STATED EXERCISE: Express every line of the records below as a JSON list of strings, one string per line, skipping blank lines. Leave the pictures out.

RECORDS:

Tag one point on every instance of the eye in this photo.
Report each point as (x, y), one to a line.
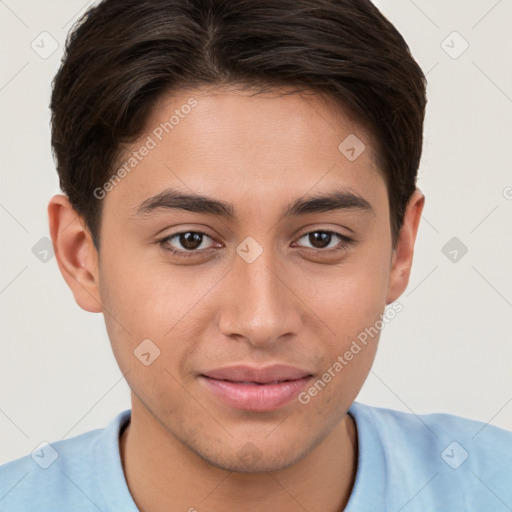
(321, 241)
(186, 243)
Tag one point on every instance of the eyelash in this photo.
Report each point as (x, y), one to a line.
(345, 241)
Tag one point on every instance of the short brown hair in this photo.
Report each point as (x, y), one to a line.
(124, 55)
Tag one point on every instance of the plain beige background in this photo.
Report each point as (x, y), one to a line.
(450, 348)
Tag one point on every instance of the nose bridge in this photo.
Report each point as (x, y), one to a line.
(259, 306)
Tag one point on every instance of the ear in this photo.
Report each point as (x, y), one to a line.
(401, 261)
(75, 253)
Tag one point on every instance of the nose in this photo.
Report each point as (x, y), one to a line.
(260, 305)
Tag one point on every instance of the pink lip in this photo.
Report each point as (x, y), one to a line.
(256, 390)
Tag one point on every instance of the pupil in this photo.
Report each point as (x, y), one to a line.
(191, 240)
(320, 239)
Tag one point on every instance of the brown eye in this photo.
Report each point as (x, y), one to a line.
(322, 240)
(185, 243)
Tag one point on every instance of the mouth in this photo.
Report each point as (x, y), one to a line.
(256, 390)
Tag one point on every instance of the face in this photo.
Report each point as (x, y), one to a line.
(248, 303)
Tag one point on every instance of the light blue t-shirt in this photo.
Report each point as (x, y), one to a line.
(406, 462)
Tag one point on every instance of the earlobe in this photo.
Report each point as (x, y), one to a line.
(403, 255)
(75, 253)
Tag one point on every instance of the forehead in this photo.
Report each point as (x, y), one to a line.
(237, 144)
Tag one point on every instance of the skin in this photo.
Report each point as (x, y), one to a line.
(293, 305)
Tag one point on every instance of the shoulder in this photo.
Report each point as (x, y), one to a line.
(438, 458)
(61, 475)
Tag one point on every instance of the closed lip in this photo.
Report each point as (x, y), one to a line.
(266, 375)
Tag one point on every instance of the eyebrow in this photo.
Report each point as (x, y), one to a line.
(171, 199)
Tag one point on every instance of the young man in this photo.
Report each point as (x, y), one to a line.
(241, 205)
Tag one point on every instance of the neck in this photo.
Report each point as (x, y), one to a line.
(163, 473)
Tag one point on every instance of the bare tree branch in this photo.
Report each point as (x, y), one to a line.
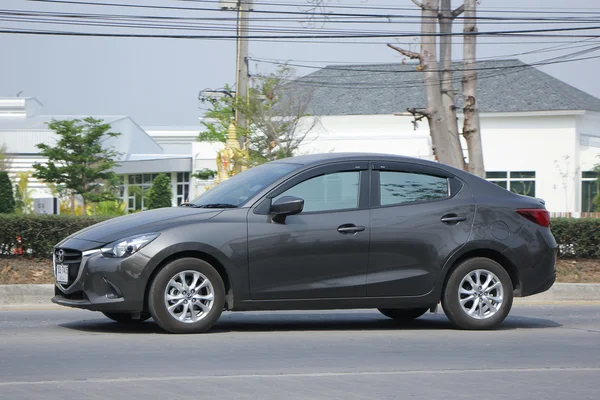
(410, 54)
(458, 11)
(418, 3)
(418, 115)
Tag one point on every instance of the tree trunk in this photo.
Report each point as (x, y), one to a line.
(446, 20)
(447, 151)
(471, 128)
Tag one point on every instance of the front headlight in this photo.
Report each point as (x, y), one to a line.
(128, 246)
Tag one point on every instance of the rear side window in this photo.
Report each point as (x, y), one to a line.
(406, 187)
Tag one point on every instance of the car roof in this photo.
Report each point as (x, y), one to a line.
(320, 158)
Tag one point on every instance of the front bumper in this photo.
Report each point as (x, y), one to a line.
(105, 284)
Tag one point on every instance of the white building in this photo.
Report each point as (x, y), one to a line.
(141, 158)
(541, 137)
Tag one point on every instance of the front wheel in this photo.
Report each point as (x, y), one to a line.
(403, 314)
(478, 294)
(186, 296)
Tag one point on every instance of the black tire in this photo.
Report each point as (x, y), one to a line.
(451, 297)
(158, 307)
(127, 318)
(403, 314)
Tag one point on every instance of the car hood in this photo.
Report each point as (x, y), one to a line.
(138, 223)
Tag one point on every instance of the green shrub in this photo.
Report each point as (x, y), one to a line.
(577, 238)
(160, 192)
(39, 233)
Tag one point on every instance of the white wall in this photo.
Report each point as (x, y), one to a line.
(544, 143)
(557, 146)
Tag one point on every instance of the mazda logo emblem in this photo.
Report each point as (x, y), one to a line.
(61, 256)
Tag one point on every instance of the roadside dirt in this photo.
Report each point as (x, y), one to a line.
(26, 270)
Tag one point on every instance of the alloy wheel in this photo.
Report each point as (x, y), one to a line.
(480, 294)
(189, 296)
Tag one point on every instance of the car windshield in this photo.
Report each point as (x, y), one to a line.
(236, 190)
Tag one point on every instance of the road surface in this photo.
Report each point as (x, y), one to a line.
(542, 351)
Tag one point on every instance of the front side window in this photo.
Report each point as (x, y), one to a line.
(238, 189)
(330, 192)
(407, 187)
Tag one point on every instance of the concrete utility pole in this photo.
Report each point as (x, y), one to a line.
(471, 126)
(243, 7)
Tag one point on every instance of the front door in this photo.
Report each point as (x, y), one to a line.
(421, 216)
(321, 252)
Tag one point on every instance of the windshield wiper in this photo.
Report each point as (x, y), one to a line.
(210, 205)
(217, 205)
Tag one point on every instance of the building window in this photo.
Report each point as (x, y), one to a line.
(520, 182)
(183, 187)
(589, 190)
(138, 187)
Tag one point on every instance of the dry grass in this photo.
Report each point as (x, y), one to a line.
(24, 270)
(578, 271)
(17, 270)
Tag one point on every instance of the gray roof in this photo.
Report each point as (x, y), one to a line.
(503, 86)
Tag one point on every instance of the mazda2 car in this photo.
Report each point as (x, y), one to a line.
(329, 231)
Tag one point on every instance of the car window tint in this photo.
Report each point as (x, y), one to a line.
(405, 187)
(337, 191)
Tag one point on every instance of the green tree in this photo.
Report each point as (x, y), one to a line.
(275, 113)
(23, 195)
(78, 161)
(7, 200)
(4, 158)
(160, 192)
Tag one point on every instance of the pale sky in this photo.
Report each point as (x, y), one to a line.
(156, 81)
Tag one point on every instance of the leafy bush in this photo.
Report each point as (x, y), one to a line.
(577, 238)
(7, 200)
(39, 233)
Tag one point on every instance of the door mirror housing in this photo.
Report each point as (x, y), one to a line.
(287, 205)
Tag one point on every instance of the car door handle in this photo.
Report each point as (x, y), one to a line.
(452, 218)
(350, 228)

RESULT OF THE EXERCISE:
[
  "Tag one point on every instance of the eye in this photo.",
  "Report each point as (x, y), one to a line.",
  "(321, 241)",
  "(186, 243)",
  "Tag one point on every instance of the eyelash in this photo.",
  "Report each point as (x, y), one to a line.",
  "(345, 241)",
  "Tag one point on every instance of the short brown hair in this photo.",
  "Report each point as (x, y), one to a line.",
  "(124, 55)",
  "Tag one point on every instance of the plain beige background in this photo.",
  "Report each point as (x, y), one to a line.",
  "(450, 348)",
  "Tag one point on every instance of the nose bridge in this photo.",
  "Report each point as (x, y), one to a line.",
  "(259, 306)",
  "Tag one point on every instance of the ear in this photo.",
  "Report each point as (x, y), one to a line.",
  "(401, 261)",
  "(75, 253)",
  "Tag one point on every instance of the nose in this photo.",
  "Report each point as (x, y), one to a line.",
  "(260, 305)",
  "Tag one point on every instance of the pink lip in this photo.",
  "Report each point as (x, y), one to a line.",
  "(256, 390)",
  "Tag one point on every instance of the pupil in this photo.",
  "Report each point as (x, y), one to a line.",
  "(191, 240)",
  "(320, 239)",
  "Tag one point on every instance of the brown eye in this photo.",
  "Report each point as (x, y), one to a line.",
  "(322, 240)",
  "(185, 243)",
  "Tag one point on every instance of the mouth in this photo.",
  "Report each point as (x, y), one to a line.",
  "(256, 390)",
  "Tag one point on every instance of the face in this photo.",
  "Report each point as (x, y), one to a line.",
  "(248, 303)",
  "Tag one point on every instance of the light blue t-shirt in this photo.",
  "Report each point as (x, y), one to a line.",
  "(406, 462)",
  "Tag one point on every instance of the earlobe in this photo.",
  "Report each point as (x, y), one to a line.",
  "(403, 255)",
  "(75, 253)",
  "Tag one point on every instance of the forehead in this photo.",
  "Report each point as (x, y), one to a line.",
  "(237, 144)",
  "Tag one point on every instance of the skin in this photo.",
  "Report each point as (x, y), one to a line.",
  "(293, 305)",
  "Tag one point on every instance of the shoulder in this photo.",
  "Report each point as (x, y), one to a line.",
  "(438, 458)",
  "(61, 475)",
  "Tag one point on every instance of the closed lip in this photo.",
  "Report each point as (x, y), one to a line.",
  "(266, 375)",
  "Tag one point on every instance of the eyebrow in this photo.",
  "Report each point as (x, y), one to a line.",
  "(171, 199)",
  "Tag one point on every instance of the young man in this photo.",
  "Report each point as (x, y), one to a line.",
  "(241, 205)",
  "Tag one point on every instance of the neck in this photo.",
  "Report each point as (x, y), one to a line.",
  "(163, 473)",
  "Tag one point on every instance of the bare tree branch in this photo.",
  "Report each point as (x, y), one to a line.",
  "(410, 54)",
  "(458, 11)",
  "(418, 3)",
  "(418, 115)",
  "Tag one point on every instance of the tree trunk in this photo.",
  "Report each point as (x, y), one to a line.",
  "(446, 20)",
  "(447, 151)",
  "(471, 128)",
  "Tag one point on every instance of the front headlight in this photo.",
  "Report each point as (x, y), one to a line.",
  "(128, 246)",
  "Tag one point on every instance of the rear side window in this photo.",
  "Report each point as (x, y), one to a line.",
  "(406, 187)",
  "Tag one point on every instance of the car roof in this photo.",
  "Report each point as (x, y), one to a line.",
  "(320, 158)",
  "Tag one point on every instance of the front bumper in this photo.",
  "Report each point as (x, y), one to a line.",
  "(105, 284)",
  "Tag one point on every instance of the white building in this photo.",
  "Report each point as (x, y), one to a line.",
  "(141, 158)",
  "(541, 137)",
  "Tag one point on every instance of the front wheel in this photo.",
  "Report each point as (x, y), one to a line.",
  "(403, 314)",
  "(478, 294)",
  "(186, 296)",
  "Tag one point on every instance of the black tire in this photo.",
  "Report each point as (x, y), one to a line.",
  "(451, 297)",
  "(158, 307)",
  "(127, 318)",
  "(403, 314)",
  "Tag one point on every instance of the car hood in this photo.",
  "Report each point as (x, y), one to a line.",
  "(138, 223)",
  "Tag one point on every instance of the green shrub in this photo.",
  "Report each point as (x, y), one to a line.",
  "(577, 238)",
  "(160, 192)",
  "(39, 233)",
  "Tag one point on every instance of the white wall in this photo.",
  "Report each point as (x, y), one to a line.",
  "(544, 143)",
  "(557, 146)",
  "Tag one point on every instance of the mazda logo emblem in this photo.",
  "Report each point as (x, y), one to a line.",
  "(61, 256)",
  "Tag one point on every instance of the roadside dirt in this photo.",
  "Report each point as (x, y), one to a line.",
  "(26, 270)",
  "Tag one point on every instance of the alloy wheel in this photo.",
  "Report each point as (x, y), one to a line.",
  "(480, 294)",
  "(189, 296)",
  "Tag one point on every instance of the car windshield in this photo.",
  "Report each point as (x, y), one to a line.",
  "(236, 190)",
  "Tag one point on every instance of the road surface in this photo.",
  "Report each point as (x, y), one to a line.",
  "(542, 351)",
  "Tag one point on every instance of the front side window in this photo.",
  "Report each point as (x, y), one to a line.",
  "(238, 189)",
  "(330, 192)",
  "(407, 187)",
  "Tag one point on every instance of the concrete utility pole in this photo.",
  "Report each point as (x, y), one to a line.",
  "(471, 126)",
  "(243, 7)",
  "Tag one point on every instance of the front door in this photo.",
  "Report each point as (x, y), one to a line.",
  "(421, 216)",
  "(321, 252)",
  "Tag one point on every instance of the windshield wiper in this photo.",
  "Report each point as (x, y), one to a line.",
  "(210, 205)",
  "(217, 205)",
  "Tag one point on every instance of the building window in this photo.",
  "Report each point as (x, y), one to a line.",
  "(520, 182)",
  "(183, 187)",
  "(589, 190)",
  "(138, 187)",
  "Tag one point on every instance of the dry grass in this photo.",
  "Report each point as (x, y), one to a line.",
  "(24, 270)",
  "(578, 271)",
  "(17, 270)",
  "Tag one point on every instance of the gray roof in this photo.",
  "Report each point as (x, y), one to a line.",
  "(503, 86)",
  "Tag one point on every instance of the mazda2 car in this photo.",
  "Report each point as (x, y), one to a line.",
  "(329, 231)",
  "Tag one point on every instance of the car window tint in this photo.",
  "Report each point as (x, y), one to a line.",
  "(405, 187)",
  "(337, 191)",
  "Tag one point on every instance of the green tree in this photo.",
  "Report each point as (x, y), one to a line.",
  "(275, 113)",
  "(23, 195)",
  "(78, 161)",
  "(7, 200)",
  "(4, 158)",
  "(160, 192)",
  "Tag one point on every instance of the pale sky in this photo.",
  "Report each point as (x, y), one to a line.",
  "(156, 81)",
  "Tag one point on every instance of the leafy bush in this photo.",
  "Report each point as (x, y), one to a line.",
  "(577, 238)",
  "(7, 200)",
  "(39, 233)",
  "Tag one point on every instance of the door mirror housing in this photo.",
  "Report each point as (x, y), one to a line.",
  "(287, 205)",
  "Tag one point on every instance of the car door handle in this photo.",
  "Report each point as (x, y), one to a line.",
  "(452, 218)",
  "(350, 228)"
]